**DOKUMEN**
☆ ☆ ☆ ☆ ☆
© 2002  Meda Wahini                                                                             Posted: 16 December, 2002

Makalah Falsafah Sains (PPs 702)

Program Pasca Sarjana / S3

Institut Pertanian Bogor

December 2002

 

Dosen:

Prof Dr Ir Rudy C Tarumingkeng (Penanggung Jawab)

Prof Dr Ir Zahrial Coto

Dr Bambang Purwantara

 

 

 

 

KELUARGA SEBAGAI TEMPAT PERTAMA DAN UTAMA TERJADINYA SOSIALISASI PADA ANAK

 

 

Oleh:

 

 

MEDA WAHINI

GMK/A561020011

E-mail: mwahini@yahoo.com

 

 

I.      PENDAHULUAN

Perkembangan anak pada usia antara tiga-enam tahun adalah perkembangan sikap sosialnya.1  Konsep perkembangan sosial mengacu pada perilaku anak dalam hubungannya dengan lingkungan sosial untuk mandiri dan dapat  berinteraksi atau untuk menjadi manusia sosial.  Interaksi adalah komunikasi dengan manusia lain, suatu hubungan yang menimbulkan perasaan sosial yang mengikatkan individu dengan sesama manusia, perasaan hidup bermasyarakat seperti tolong menolong, saling memberi dan menerima, simpati dan empati, rasa setia kawan dan sebagainya.

Melalui proses interaksi sosial tersebutlah seorang anak akan memperoleh pengetahuan, nilai-nilai, sikap dan perilaku-perilaku penting yang diperlukan dalam partisipasinya di masyarakat kelak; dikenal juga dengan sosialisasi.  Hal ini sejalan dengan yang dikatakan Zanden (1986) bahwa kita terlahir bukan sebagai manusia, dan baru akan menjadi manusia hanya jika melalui proses interaksi dengan orang lain.2  Artinya, sosialisasi merupakan suatu cara untuk membuat seseorang menjadi manusia (human) atau untuk menjadi mahluk sosial yang sesungguhnya (social human being).
☆ ☆ ☆ ☆ ☆
**CUPLIKAN DATA**
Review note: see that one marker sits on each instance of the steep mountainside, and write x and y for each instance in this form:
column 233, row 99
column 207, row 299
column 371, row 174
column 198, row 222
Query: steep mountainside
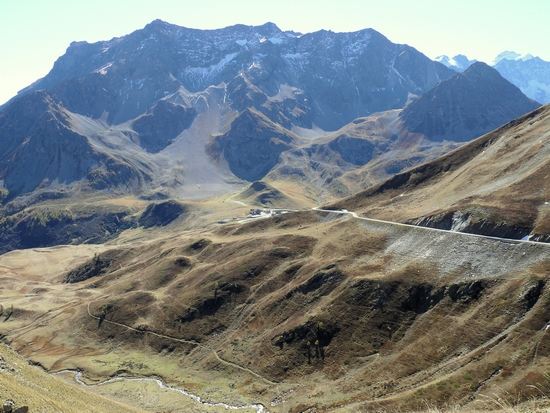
column 466, row 106
column 459, row 63
column 530, row 74
column 495, row 185
column 344, row 75
column 144, row 107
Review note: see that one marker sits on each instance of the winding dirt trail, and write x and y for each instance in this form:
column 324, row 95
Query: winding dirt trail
column 228, row 363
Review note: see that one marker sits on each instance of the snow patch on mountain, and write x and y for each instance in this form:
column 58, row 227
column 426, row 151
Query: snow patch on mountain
column 200, row 75
column 458, row 63
column 509, row 55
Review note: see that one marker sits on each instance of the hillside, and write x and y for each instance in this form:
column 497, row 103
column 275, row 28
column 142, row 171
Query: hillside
column 494, row 185
column 394, row 316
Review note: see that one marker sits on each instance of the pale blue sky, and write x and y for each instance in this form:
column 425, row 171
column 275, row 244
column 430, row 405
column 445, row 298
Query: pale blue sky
column 34, row 33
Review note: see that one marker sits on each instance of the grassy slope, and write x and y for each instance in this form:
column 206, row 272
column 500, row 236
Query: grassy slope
column 503, row 174
column 30, row 386
column 384, row 344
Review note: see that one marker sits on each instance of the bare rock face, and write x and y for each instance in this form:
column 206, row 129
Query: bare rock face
column 106, row 113
column 346, row 74
column 467, row 105
column 161, row 124
column 252, row 146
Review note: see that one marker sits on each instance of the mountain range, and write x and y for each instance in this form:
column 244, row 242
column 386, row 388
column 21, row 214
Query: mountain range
column 247, row 218
column 530, row 74
column 171, row 111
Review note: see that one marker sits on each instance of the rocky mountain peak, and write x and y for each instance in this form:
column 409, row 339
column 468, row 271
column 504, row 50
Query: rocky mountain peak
column 467, row 105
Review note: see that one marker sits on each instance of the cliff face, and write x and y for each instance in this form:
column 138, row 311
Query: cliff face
column 467, row 105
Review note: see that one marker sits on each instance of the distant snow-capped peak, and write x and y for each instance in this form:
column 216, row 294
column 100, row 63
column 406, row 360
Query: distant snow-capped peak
column 509, row 55
column 459, row 63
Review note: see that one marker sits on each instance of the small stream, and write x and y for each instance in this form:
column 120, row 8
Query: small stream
column 260, row 408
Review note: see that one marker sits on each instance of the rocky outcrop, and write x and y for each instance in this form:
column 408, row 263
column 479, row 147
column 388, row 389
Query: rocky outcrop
column 466, row 106
column 252, row 146
column 9, row 406
column 160, row 125
column 466, row 222
column 337, row 76
column 161, row 214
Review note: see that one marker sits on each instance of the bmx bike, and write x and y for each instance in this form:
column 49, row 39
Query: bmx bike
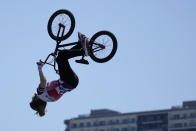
column 61, row 24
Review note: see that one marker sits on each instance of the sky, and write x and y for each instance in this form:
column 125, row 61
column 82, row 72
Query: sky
column 154, row 67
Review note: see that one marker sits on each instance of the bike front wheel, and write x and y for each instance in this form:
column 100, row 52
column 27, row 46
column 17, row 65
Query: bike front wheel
column 102, row 46
column 61, row 18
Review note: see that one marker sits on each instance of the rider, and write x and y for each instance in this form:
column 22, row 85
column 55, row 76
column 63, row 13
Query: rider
column 52, row 91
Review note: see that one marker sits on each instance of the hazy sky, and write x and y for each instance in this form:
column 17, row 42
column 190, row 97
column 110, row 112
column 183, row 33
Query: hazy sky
column 154, row 67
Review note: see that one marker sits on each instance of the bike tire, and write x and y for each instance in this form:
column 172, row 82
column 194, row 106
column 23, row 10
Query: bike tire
column 51, row 33
column 92, row 42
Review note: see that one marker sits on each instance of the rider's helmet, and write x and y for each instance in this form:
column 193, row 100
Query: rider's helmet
column 38, row 105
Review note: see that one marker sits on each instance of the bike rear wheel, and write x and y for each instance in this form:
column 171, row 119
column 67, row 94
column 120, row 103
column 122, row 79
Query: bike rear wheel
column 102, row 46
column 64, row 18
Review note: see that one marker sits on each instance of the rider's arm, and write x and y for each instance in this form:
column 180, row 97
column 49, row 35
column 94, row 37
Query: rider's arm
column 41, row 75
column 42, row 79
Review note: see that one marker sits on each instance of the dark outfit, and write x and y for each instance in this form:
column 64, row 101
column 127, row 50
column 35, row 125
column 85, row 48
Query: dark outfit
column 65, row 71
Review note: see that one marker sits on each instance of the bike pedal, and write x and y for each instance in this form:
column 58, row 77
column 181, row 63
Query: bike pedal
column 82, row 61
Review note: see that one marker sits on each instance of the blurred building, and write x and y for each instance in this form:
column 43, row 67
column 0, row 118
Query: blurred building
column 178, row 118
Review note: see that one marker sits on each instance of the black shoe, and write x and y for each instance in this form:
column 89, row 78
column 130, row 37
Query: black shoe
column 82, row 61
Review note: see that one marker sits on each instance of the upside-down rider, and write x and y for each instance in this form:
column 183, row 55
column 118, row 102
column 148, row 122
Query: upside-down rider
column 52, row 91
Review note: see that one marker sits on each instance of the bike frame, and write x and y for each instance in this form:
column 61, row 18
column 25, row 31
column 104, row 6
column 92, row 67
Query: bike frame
column 54, row 54
column 59, row 39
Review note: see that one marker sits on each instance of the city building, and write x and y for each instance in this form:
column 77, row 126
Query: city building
column 177, row 118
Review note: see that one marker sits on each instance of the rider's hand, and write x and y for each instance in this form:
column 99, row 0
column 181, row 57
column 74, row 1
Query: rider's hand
column 40, row 65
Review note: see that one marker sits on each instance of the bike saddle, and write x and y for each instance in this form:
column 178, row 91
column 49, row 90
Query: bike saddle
column 82, row 61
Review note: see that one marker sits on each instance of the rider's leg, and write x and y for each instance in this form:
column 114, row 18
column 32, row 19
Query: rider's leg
column 65, row 71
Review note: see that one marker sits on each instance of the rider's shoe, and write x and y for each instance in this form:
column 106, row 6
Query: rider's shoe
column 82, row 61
column 85, row 43
column 40, row 65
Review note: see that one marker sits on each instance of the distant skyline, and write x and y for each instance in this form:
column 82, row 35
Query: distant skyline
column 154, row 67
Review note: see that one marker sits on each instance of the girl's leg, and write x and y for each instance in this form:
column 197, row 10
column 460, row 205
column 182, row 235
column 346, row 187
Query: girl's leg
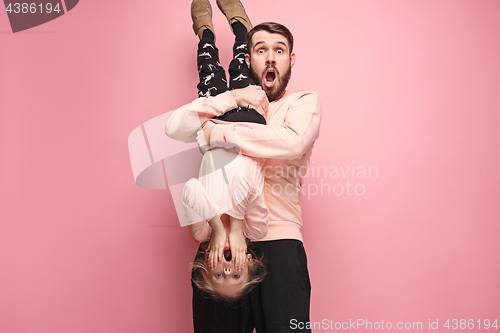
column 212, row 75
column 239, row 74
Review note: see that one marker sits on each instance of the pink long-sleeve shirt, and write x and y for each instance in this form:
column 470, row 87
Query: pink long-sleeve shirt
column 287, row 141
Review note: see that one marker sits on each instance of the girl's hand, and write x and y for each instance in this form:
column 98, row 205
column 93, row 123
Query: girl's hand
column 253, row 97
column 216, row 246
column 238, row 248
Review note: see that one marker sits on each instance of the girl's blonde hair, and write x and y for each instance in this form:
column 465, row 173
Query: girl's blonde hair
column 199, row 275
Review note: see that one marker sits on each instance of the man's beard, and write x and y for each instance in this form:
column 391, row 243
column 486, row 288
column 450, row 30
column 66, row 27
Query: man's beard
column 279, row 87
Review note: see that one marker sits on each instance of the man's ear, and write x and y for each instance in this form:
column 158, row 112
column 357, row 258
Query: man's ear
column 292, row 59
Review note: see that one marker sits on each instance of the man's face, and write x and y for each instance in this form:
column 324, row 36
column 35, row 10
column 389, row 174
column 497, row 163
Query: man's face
column 270, row 63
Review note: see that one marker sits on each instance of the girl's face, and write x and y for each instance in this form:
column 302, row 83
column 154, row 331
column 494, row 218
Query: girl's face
column 226, row 280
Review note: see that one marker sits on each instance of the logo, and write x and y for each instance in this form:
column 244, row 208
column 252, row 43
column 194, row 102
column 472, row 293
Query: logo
column 26, row 15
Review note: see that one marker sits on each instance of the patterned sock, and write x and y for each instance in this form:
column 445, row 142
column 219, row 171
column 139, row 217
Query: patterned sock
column 208, row 34
column 238, row 28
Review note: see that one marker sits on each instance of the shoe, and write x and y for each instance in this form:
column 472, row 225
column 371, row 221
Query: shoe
column 201, row 13
column 234, row 11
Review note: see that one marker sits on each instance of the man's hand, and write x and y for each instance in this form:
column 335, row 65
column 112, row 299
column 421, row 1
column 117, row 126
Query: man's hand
column 203, row 136
column 253, row 97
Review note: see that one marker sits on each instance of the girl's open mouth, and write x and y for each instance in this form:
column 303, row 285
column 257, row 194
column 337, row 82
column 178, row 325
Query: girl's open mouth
column 227, row 255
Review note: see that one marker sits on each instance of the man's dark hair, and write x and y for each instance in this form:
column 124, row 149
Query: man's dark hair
column 272, row 28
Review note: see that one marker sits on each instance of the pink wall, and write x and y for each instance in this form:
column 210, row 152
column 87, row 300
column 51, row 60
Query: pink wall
column 410, row 88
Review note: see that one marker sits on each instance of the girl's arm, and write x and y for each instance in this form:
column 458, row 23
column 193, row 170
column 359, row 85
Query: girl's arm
column 183, row 124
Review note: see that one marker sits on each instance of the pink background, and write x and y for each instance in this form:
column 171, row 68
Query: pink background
column 411, row 87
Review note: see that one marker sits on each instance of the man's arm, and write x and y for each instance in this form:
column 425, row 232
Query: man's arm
column 289, row 141
column 183, row 124
column 188, row 119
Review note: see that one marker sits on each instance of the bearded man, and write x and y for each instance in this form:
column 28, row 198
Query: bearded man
column 282, row 300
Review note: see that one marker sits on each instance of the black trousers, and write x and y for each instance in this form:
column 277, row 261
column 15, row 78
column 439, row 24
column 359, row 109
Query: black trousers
column 283, row 296
column 213, row 77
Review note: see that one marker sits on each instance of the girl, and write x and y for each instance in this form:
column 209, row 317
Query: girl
column 225, row 205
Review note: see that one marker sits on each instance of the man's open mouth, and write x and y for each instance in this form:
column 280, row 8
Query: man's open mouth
column 227, row 255
column 270, row 78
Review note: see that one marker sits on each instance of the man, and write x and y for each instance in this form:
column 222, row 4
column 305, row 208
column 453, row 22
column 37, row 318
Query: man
column 293, row 121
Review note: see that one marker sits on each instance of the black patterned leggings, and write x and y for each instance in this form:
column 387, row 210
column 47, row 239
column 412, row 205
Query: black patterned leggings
column 213, row 77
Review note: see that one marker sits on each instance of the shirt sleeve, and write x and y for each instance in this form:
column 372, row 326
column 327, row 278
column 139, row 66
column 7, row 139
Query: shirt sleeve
column 289, row 141
column 183, row 124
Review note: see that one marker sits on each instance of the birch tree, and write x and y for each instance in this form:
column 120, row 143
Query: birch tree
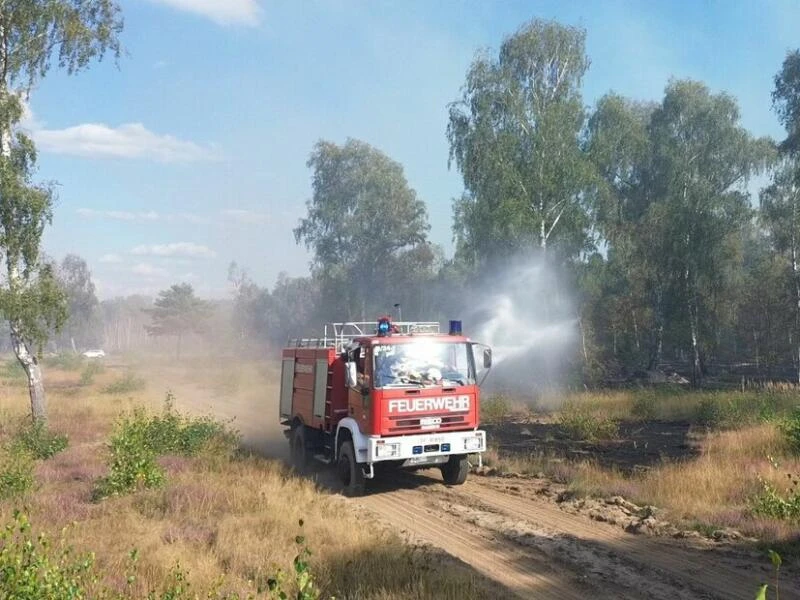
column 780, row 212
column 702, row 160
column 514, row 135
column 36, row 35
column 363, row 218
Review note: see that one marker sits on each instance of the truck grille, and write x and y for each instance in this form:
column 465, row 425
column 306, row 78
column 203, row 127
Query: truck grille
column 449, row 421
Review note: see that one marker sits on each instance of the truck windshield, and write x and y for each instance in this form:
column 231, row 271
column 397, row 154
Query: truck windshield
column 423, row 363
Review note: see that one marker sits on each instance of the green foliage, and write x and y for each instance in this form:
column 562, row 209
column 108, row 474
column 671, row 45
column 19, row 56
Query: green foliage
column 645, row 406
column 76, row 281
column 302, row 577
column 579, row 422
column 365, row 225
column 177, row 311
column 13, row 371
column 16, row 471
column 139, row 439
column 514, row 135
column 125, row 384
column 731, row 410
column 32, row 566
column 790, row 427
column 495, row 409
column 90, row 371
column 36, row 439
column 771, row 502
column 68, row 361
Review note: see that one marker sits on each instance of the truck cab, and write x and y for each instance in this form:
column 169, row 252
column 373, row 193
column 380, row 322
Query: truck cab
column 402, row 395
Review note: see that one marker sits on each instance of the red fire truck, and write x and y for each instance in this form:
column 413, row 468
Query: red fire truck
column 384, row 395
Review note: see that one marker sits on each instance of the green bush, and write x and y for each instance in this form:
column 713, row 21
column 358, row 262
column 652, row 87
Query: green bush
column 41, row 443
column 770, row 502
column 16, row 472
column 132, row 463
column 731, row 410
column 139, row 438
column 580, row 423
column 495, row 409
column 68, row 361
column 33, row 567
column 790, row 427
column 126, row 384
column 89, row 372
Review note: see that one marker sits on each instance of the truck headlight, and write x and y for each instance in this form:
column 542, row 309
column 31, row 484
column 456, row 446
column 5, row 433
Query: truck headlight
column 387, row 450
column 473, row 443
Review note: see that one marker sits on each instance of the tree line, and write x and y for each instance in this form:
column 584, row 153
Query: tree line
column 646, row 207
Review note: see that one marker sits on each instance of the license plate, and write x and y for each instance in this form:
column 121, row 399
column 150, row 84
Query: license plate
column 430, row 422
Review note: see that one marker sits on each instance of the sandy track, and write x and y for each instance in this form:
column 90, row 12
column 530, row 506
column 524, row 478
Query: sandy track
column 519, row 539
column 536, row 550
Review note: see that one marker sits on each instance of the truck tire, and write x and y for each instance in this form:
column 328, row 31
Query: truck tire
column 454, row 471
column 300, row 454
column 350, row 472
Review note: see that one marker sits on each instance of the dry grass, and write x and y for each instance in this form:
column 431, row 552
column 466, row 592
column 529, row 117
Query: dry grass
column 233, row 518
column 715, row 488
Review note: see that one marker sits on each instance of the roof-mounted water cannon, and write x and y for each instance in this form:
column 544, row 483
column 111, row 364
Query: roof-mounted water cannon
column 385, row 327
column 455, row 327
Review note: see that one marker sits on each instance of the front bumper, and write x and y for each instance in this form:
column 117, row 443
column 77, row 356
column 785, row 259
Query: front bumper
column 424, row 448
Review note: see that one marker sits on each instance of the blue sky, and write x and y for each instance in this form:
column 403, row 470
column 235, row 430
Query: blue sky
column 192, row 153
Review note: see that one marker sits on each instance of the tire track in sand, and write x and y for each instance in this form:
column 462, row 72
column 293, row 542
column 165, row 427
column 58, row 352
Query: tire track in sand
column 526, row 574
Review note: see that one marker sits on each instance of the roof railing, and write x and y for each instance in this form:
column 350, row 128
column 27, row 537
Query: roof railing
column 339, row 335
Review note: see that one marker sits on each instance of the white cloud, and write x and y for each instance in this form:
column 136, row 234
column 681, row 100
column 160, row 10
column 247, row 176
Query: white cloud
column 142, row 216
column 148, row 270
column 118, row 215
column 248, row 217
column 131, row 140
column 176, row 249
column 224, row 12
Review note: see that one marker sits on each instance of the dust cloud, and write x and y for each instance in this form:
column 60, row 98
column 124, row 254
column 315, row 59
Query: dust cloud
column 241, row 392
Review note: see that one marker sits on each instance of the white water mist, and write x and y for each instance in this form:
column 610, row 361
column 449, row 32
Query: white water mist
column 528, row 318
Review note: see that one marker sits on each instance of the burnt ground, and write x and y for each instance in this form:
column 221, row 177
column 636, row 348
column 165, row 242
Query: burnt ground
column 638, row 446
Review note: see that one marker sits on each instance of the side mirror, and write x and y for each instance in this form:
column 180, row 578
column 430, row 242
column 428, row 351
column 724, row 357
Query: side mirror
column 351, row 374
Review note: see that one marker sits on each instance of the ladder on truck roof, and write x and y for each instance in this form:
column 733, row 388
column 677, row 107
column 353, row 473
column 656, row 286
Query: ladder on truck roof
column 339, row 335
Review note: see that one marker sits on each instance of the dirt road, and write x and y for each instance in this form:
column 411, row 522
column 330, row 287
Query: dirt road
column 534, row 549
column 523, row 540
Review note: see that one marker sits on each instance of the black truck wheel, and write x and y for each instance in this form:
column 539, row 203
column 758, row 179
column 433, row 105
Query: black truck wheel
column 454, row 471
column 350, row 471
column 300, row 455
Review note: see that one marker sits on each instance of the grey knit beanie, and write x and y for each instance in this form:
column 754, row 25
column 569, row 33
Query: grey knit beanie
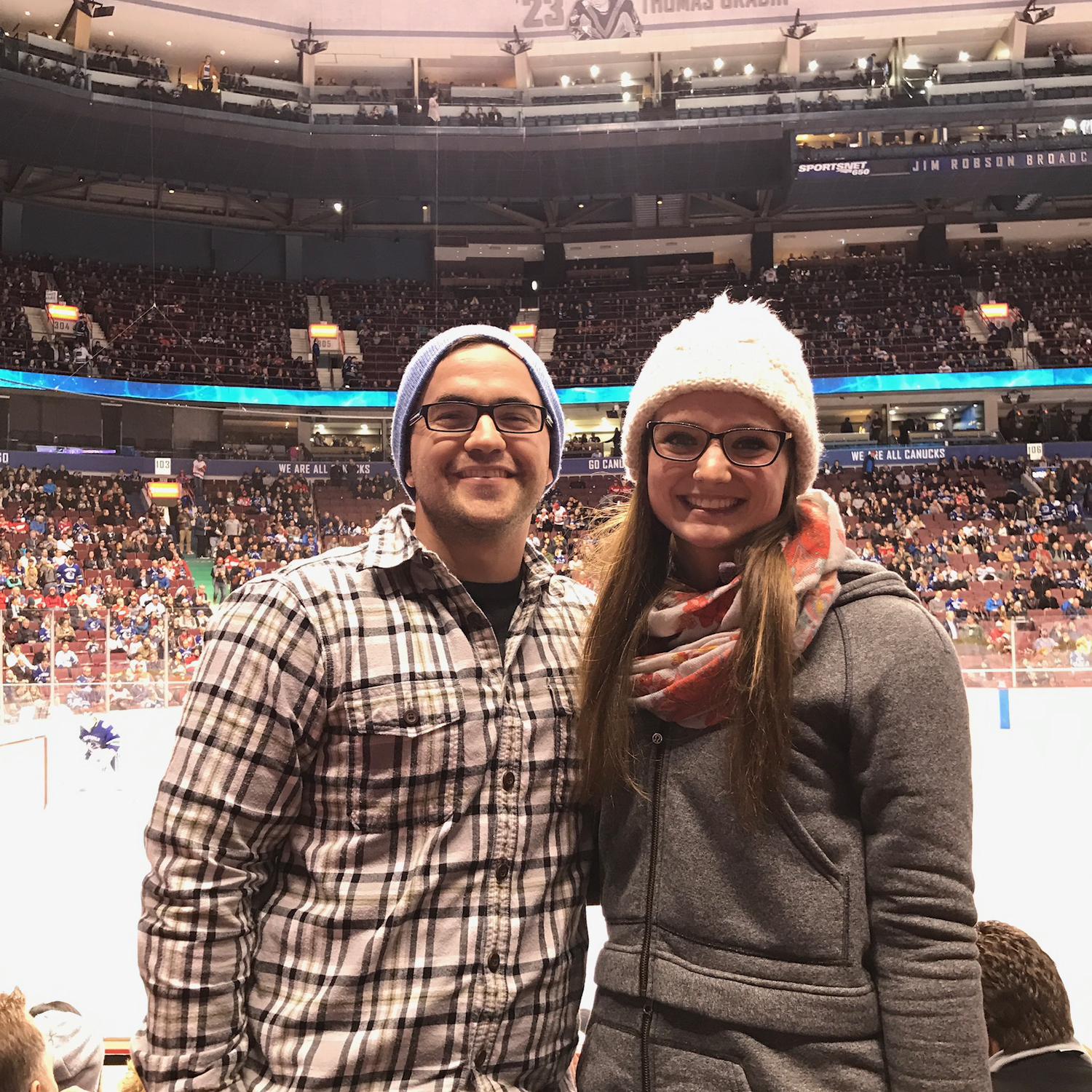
☆ ☆ ☆ ☆ ☆
**KETENTUAN TUGAS**
Tulis ulang bagian makalah yang dimulai pada kata-kata "E-mail: mwahini@yahoo.com" dan berakhir setelah "kawan dan sebagainya.", lalu ubah "setia kawan" menjadi "solidaritas".

**JAWABAN LATIHAN**
E-mail: mwahini@yahoo.com

 

 

I.      PENDAHULUAN

Perkembangan anak pada usia antara tiga-enam tahun adalah perkembangan sikap sosialnya.1  Konsep perkembangan sosial mengacu pada perilaku anak dalam hubungannya dengan lingkungan sosial untuk mandiri dan dapat  berinteraksi atau untuk menjadi manusia sosial.  Interaksi adalah komunikasi dengan manusia lain, suatu hubungan yang menimbulkan perasaan sosial yang mengikatkan individu dengan sesama manusia, perasaan hidup bermasyarakat seperti tolong menolong, saling memberi dan menerima, simpati dan empati, rasa solidaritas dan sebagainya.